Reproduce every line of the items below, requests included, and add 96 to each number in the answer coordinates; leave the requests and their format samples unchanged.

> _SUPPLIED ENTRIES_:
* * *

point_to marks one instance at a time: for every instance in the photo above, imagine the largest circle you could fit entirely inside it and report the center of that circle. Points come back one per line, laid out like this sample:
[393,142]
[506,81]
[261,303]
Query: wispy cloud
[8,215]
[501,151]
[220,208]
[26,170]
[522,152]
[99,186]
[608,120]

* * *

> _COMPLETE ANSWER_:
point_to marks one instance at a time: for every instance in the photo above, imagine the largest circle you could fit entirely inside it and report the center of that circle. Points come back one per line, laid out like this sample:
[393,142]
[506,81]
[261,303]
Query: wispy cloud
[104,311]
[597,247]
[316,304]
[122,266]
[618,248]
[195,282]
[704,216]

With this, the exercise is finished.